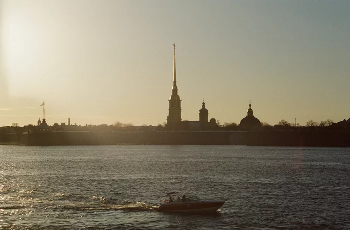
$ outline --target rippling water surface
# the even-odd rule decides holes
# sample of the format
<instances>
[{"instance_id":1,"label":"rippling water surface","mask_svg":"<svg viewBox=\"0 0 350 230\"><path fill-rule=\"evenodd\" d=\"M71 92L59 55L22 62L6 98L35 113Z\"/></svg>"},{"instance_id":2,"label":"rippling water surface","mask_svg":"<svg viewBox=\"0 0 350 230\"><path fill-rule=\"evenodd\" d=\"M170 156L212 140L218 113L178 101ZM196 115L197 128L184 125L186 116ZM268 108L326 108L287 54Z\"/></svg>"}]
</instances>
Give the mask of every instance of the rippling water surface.
<instances>
[{"instance_id":1,"label":"rippling water surface","mask_svg":"<svg viewBox=\"0 0 350 230\"><path fill-rule=\"evenodd\" d=\"M158 213L166 193L224 200ZM0 146L0 229L350 229L350 149Z\"/></svg>"}]
</instances>

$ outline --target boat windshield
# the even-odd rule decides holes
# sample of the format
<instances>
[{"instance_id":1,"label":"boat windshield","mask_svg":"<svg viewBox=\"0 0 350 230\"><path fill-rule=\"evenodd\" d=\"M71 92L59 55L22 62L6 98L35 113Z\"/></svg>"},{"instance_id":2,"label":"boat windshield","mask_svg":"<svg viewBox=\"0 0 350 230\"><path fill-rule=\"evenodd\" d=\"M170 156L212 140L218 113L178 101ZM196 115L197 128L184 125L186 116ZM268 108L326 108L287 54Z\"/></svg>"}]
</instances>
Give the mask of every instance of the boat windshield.
<instances>
[{"instance_id":1,"label":"boat windshield","mask_svg":"<svg viewBox=\"0 0 350 230\"><path fill-rule=\"evenodd\" d=\"M188 201L196 201L198 200L204 200L204 199L200 197L198 197L198 196L190 196L190 197L188 197L186 198L186 200L187 200Z\"/></svg>"}]
</instances>

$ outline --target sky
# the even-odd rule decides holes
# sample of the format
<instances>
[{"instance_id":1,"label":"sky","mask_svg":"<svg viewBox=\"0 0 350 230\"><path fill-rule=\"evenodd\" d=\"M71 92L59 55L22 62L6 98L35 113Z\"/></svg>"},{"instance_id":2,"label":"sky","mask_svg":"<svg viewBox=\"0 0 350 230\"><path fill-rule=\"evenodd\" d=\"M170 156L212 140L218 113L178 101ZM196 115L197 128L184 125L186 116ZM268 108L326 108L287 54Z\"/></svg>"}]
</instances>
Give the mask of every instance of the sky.
<instances>
[{"instance_id":1,"label":"sky","mask_svg":"<svg viewBox=\"0 0 350 230\"><path fill-rule=\"evenodd\" d=\"M0 2L0 126L350 118L348 0Z\"/></svg>"}]
</instances>

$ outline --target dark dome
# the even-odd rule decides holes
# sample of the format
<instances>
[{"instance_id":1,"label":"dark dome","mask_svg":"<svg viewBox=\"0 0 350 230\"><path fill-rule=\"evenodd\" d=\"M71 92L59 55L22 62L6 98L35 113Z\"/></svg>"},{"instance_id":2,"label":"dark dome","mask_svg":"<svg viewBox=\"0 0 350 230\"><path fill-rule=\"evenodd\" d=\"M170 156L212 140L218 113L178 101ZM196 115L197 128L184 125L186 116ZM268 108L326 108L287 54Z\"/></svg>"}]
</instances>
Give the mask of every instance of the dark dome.
<instances>
[{"instance_id":1,"label":"dark dome","mask_svg":"<svg viewBox=\"0 0 350 230\"><path fill-rule=\"evenodd\" d=\"M240 125L261 125L261 123L256 117L246 116L240 120Z\"/></svg>"}]
</instances>

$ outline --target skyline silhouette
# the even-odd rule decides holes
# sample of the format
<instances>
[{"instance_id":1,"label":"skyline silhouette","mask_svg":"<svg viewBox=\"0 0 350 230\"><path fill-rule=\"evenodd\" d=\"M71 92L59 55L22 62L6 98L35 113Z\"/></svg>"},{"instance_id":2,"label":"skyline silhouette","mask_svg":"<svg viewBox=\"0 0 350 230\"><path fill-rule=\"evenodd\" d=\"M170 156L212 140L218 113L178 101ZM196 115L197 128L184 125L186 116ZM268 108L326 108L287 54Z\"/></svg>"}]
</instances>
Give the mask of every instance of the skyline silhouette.
<instances>
[{"instance_id":1,"label":"skyline silhouette","mask_svg":"<svg viewBox=\"0 0 350 230\"><path fill-rule=\"evenodd\" d=\"M348 1L1 3L0 125L165 122L174 41L182 120L350 115Z\"/></svg>"}]
</instances>

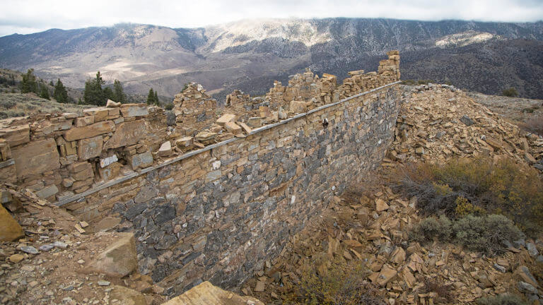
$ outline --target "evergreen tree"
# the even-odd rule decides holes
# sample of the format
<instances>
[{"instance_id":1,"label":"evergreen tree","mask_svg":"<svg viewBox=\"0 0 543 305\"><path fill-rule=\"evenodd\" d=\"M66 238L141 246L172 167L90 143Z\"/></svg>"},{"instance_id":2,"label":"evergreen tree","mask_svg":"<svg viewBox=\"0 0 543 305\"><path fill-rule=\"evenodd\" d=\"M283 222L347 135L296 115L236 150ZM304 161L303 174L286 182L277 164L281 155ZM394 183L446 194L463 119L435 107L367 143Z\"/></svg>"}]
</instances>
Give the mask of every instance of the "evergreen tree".
<instances>
[{"instance_id":1,"label":"evergreen tree","mask_svg":"<svg viewBox=\"0 0 543 305\"><path fill-rule=\"evenodd\" d=\"M40 97L49 100L49 89L47 89L47 86L46 86L45 84L42 84L42 85L40 87L41 88Z\"/></svg>"},{"instance_id":2,"label":"evergreen tree","mask_svg":"<svg viewBox=\"0 0 543 305\"><path fill-rule=\"evenodd\" d=\"M68 92L66 91L66 88L64 88L64 85L62 85L62 82L60 81L60 78L57 80L57 85L54 85L53 97L57 100L57 102L68 102Z\"/></svg>"},{"instance_id":3,"label":"evergreen tree","mask_svg":"<svg viewBox=\"0 0 543 305\"><path fill-rule=\"evenodd\" d=\"M85 91L83 92L83 99L86 104L105 106L107 100L107 97L102 90L102 85L105 82L102 79L100 71L96 73L96 78L88 80L85 82Z\"/></svg>"},{"instance_id":4,"label":"evergreen tree","mask_svg":"<svg viewBox=\"0 0 543 305\"><path fill-rule=\"evenodd\" d=\"M113 93L113 90L111 90L111 88L109 87L106 87L104 88L103 95L106 102L107 102L107 100L113 100L115 98L115 94Z\"/></svg>"},{"instance_id":5,"label":"evergreen tree","mask_svg":"<svg viewBox=\"0 0 543 305\"><path fill-rule=\"evenodd\" d=\"M119 82L119 80L115 80L113 83L113 92L114 98L112 100L123 104L127 102L127 95L124 94L124 91L122 89L122 85L121 85L121 82Z\"/></svg>"},{"instance_id":6,"label":"evergreen tree","mask_svg":"<svg viewBox=\"0 0 543 305\"><path fill-rule=\"evenodd\" d=\"M21 92L34 92L37 94L37 83L36 76L34 75L34 69L28 69L26 74L23 74L23 80L21 82Z\"/></svg>"},{"instance_id":7,"label":"evergreen tree","mask_svg":"<svg viewBox=\"0 0 543 305\"><path fill-rule=\"evenodd\" d=\"M153 88L149 89L149 94L147 95L147 104L153 104L155 103L155 92L153 91Z\"/></svg>"}]
</instances>

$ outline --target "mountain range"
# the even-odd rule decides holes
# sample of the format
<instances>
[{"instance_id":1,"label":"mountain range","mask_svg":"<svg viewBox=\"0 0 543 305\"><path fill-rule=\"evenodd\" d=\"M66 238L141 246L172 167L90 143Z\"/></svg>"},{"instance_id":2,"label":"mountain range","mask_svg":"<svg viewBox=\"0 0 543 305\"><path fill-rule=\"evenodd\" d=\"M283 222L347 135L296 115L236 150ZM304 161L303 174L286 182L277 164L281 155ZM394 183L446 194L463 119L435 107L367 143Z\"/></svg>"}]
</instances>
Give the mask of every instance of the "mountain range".
<instances>
[{"instance_id":1,"label":"mountain range","mask_svg":"<svg viewBox=\"0 0 543 305\"><path fill-rule=\"evenodd\" d=\"M100 71L129 92L173 96L186 83L221 97L233 89L263 94L309 67L346 77L374 71L399 49L402 79L431 79L486 94L514 87L543 97L543 22L392 19L245 20L200 28L119 24L52 29L0 37L0 67L33 68L45 79L83 88Z\"/></svg>"}]
</instances>

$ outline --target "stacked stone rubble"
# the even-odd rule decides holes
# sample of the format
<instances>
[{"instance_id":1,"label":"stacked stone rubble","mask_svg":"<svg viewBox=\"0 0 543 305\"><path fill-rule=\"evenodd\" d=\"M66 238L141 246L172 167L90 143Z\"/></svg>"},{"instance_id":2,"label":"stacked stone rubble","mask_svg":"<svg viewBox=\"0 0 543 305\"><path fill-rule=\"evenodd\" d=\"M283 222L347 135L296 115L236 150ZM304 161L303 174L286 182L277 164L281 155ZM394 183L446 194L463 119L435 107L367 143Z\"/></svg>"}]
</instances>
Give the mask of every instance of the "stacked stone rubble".
<instances>
[{"instance_id":1,"label":"stacked stone rubble","mask_svg":"<svg viewBox=\"0 0 543 305\"><path fill-rule=\"evenodd\" d=\"M200 84L192 83L173 99L177 131L185 136L194 136L209 127L217 115L217 101L206 93Z\"/></svg>"},{"instance_id":2,"label":"stacked stone rubble","mask_svg":"<svg viewBox=\"0 0 543 305\"><path fill-rule=\"evenodd\" d=\"M0 177L62 200L153 164L163 109L144 104L39 114L0 122Z\"/></svg>"}]
</instances>

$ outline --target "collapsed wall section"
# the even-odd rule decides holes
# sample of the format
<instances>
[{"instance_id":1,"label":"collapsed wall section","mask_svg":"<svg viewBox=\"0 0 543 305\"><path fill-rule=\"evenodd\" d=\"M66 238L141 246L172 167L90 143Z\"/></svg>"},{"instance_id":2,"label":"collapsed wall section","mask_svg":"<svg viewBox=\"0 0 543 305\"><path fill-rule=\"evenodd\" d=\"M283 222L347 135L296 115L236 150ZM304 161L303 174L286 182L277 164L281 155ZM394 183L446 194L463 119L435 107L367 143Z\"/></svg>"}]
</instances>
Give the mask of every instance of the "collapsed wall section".
<instances>
[{"instance_id":1,"label":"collapsed wall section","mask_svg":"<svg viewBox=\"0 0 543 305\"><path fill-rule=\"evenodd\" d=\"M394 138L397 86L255 130L66 207L134 232L140 271L171 294L202 280L234 287L378 165Z\"/></svg>"},{"instance_id":2,"label":"collapsed wall section","mask_svg":"<svg viewBox=\"0 0 543 305\"><path fill-rule=\"evenodd\" d=\"M169 126L160 108L114 103L4 121L0 177L96 230L134 232L140 271L169 294L231 287L380 163L399 111L388 55L339 86L306 71L263 97L235 91L221 109L189 84Z\"/></svg>"}]
</instances>

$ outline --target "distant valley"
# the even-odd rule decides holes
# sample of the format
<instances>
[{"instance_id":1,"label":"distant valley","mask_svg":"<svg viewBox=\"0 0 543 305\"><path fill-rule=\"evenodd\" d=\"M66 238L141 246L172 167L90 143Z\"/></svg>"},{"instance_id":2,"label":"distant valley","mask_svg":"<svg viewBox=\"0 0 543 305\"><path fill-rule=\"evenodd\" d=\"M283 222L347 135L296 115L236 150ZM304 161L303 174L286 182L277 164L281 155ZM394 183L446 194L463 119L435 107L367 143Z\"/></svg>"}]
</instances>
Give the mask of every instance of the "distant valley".
<instances>
[{"instance_id":1,"label":"distant valley","mask_svg":"<svg viewBox=\"0 0 543 305\"><path fill-rule=\"evenodd\" d=\"M543 97L543 22L421 22L327 18L242 20L203 28L122 24L49 30L0 37L0 67L33 68L45 79L83 88L100 71L127 92L150 88L173 97L195 81L219 100L235 88L264 93L279 79L310 67L346 77L375 69L399 49L402 79L450 82L499 94Z\"/></svg>"}]
</instances>

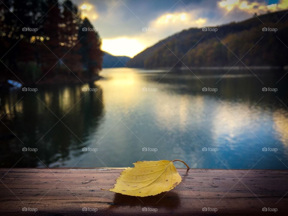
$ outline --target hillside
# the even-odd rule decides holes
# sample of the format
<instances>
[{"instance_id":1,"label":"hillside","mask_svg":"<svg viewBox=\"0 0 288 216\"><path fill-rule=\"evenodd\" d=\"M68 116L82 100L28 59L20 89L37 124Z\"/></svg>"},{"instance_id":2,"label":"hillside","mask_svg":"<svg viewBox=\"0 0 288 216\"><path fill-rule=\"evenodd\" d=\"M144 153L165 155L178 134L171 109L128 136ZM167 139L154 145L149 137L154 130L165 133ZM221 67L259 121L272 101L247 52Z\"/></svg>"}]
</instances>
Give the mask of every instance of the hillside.
<instances>
[{"instance_id":1,"label":"hillside","mask_svg":"<svg viewBox=\"0 0 288 216\"><path fill-rule=\"evenodd\" d=\"M128 56L113 56L108 52L104 52L104 54L103 56L102 68L104 68L126 67L125 64L131 59L131 58ZM121 59L121 61L119 60L119 59Z\"/></svg>"},{"instance_id":2,"label":"hillside","mask_svg":"<svg viewBox=\"0 0 288 216\"><path fill-rule=\"evenodd\" d=\"M127 65L148 68L183 66L171 51L179 58L187 53L181 61L189 67L233 66L238 59L231 51L239 58L248 52L241 59L247 65L287 65L288 49L279 40L288 46L288 15L285 15L287 11L268 13L259 16L259 19L255 17L210 27L217 28L216 32L203 31L202 28L184 30L147 48L129 61ZM277 28L277 31L263 31L264 27ZM239 62L236 65L243 64Z\"/></svg>"}]
</instances>

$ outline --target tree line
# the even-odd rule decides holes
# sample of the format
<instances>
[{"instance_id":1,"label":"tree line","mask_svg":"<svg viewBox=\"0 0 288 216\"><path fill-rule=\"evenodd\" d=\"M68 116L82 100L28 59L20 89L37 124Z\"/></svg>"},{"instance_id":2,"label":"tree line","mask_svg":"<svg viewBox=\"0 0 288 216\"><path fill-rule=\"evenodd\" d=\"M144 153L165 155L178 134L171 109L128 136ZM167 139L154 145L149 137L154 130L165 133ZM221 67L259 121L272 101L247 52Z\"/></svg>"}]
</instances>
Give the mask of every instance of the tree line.
<instances>
[{"instance_id":1,"label":"tree line","mask_svg":"<svg viewBox=\"0 0 288 216\"><path fill-rule=\"evenodd\" d=\"M248 66L288 65L287 11L268 13L209 30L184 30L138 54L127 65L148 68L244 67L242 62Z\"/></svg>"},{"instance_id":2,"label":"tree line","mask_svg":"<svg viewBox=\"0 0 288 216\"><path fill-rule=\"evenodd\" d=\"M77 5L70 0L4 2L0 2L0 81L96 78L102 69L101 40Z\"/></svg>"}]
</instances>

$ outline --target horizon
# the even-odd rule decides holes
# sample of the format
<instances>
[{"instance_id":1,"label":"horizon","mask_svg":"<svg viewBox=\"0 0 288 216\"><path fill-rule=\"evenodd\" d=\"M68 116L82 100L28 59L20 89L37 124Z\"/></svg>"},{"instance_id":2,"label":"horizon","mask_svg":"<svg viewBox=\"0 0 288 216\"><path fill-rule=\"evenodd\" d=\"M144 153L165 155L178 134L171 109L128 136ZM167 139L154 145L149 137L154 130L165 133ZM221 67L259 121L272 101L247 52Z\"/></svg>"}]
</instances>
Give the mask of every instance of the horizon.
<instances>
[{"instance_id":1,"label":"horizon","mask_svg":"<svg viewBox=\"0 0 288 216\"><path fill-rule=\"evenodd\" d=\"M103 51L131 58L183 30L241 22L255 14L258 17L288 9L287 0L72 1L98 29Z\"/></svg>"}]
</instances>

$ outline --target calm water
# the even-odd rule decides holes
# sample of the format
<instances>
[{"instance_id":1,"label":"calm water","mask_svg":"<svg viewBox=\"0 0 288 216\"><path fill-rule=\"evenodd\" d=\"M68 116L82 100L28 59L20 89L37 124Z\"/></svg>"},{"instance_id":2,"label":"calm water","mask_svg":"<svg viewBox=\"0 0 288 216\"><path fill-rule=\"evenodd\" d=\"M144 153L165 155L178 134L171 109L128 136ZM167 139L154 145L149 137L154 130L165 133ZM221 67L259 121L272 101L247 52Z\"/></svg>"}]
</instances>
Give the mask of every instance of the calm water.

Requirement — Locate "--target tree line" in the material, then quote the line that contains it and all lines after it through the final one.

Exercise result —
$ outline --target tree line
# the even-odd rule decides holes
# sample of the format
<instances>
[{"instance_id":1,"label":"tree line","mask_svg":"<svg viewBox=\"0 0 288 216\"><path fill-rule=\"evenodd\" d=\"M68 116L82 100L28 59L20 89L37 124Z\"/></svg>"},{"instance_id":2,"label":"tree line","mask_svg":"<svg viewBox=\"0 0 288 216\"><path fill-rule=\"evenodd\" d=\"M144 153L165 155L178 134L171 109L128 136ZM167 139L154 145L149 137L154 130L165 133ZM221 67L259 121L272 101L247 52Z\"/></svg>"}]
</instances>
Give the mask of every instance of the tree line.
<instances>
[{"instance_id":1,"label":"tree line","mask_svg":"<svg viewBox=\"0 0 288 216\"><path fill-rule=\"evenodd\" d=\"M248 66L288 65L287 11L268 13L209 30L184 30L138 54L127 65L148 68L244 67L242 62Z\"/></svg>"},{"instance_id":2,"label":"tree line","mask_svg":"<svg viewBox=\"0 0 288 216\"><path fill-rule=\"evenodd\" d=\"M77 5L70 0L4 2L0 2L0 81L96 78L102 69L101 40Z\"/></svg>"}]
</instances>

$ outline --target horizon
# the even-odd rule decides holes
# sample of the format
<instances>
[{"instance_id":1,"label":"horizon","mask_svg":"<svg viewBox=\"0 0 288 216\"><path fill-rule=\"evenodd\" d=\"M68 116L82 100L28 59L20 89L37 124Z\"/></svg>"},{"instance_id":2,"label":"horizon","mask_svg":"<svg viewBox=\"0 0 288 216\"><path fill-rule=\"evenodd\" d=\"M144 153L165 155L178 134L171 109L128 136ZM167 139L154 145L149 137L154 130L165 133ZM221 67L259 121L272 101L247 52Z\"/></svg>"}]
</instances>
Give the mask of every instance of the horizon.
<instances>
[{"instance_id":1,"label":"horizon","mask_svg":"<svg viewBox=\"0 0 288 216\"><path fill-rule=\"evenodd\" d=\"M103 51L131 58L183 30L241 22L255 14L258 17L288 9L287 0L72 1L98 29Z\"/></svg>"}]
</instances>

$ outline --target calm water
# the even-odd rule decides holes
# sample of the format
<instances>
[{"instance_id":1,"label":"calm water","mask_svg":"<svg viewBox=\"0 0 288 216\"><path fill-rule=\"evenodd\" d=\"M68 116L82 100L28 59L20 89L37 124Z\"/></svg>"},{"instance_id":2,"label":"calm water","mask_svg":"<svg viewBox=\"0 0 288 216\"><path fill-rule=\"evenodd\" d=\"M144 153L165 155L178 134L171 109L128 136ZM167 139L154 145L149 137L154 130L165 133ZM221 67L259 121L272 101L247 52Z\"/></svg>"}]
</instances>
Give the mask of every instance of the calm water.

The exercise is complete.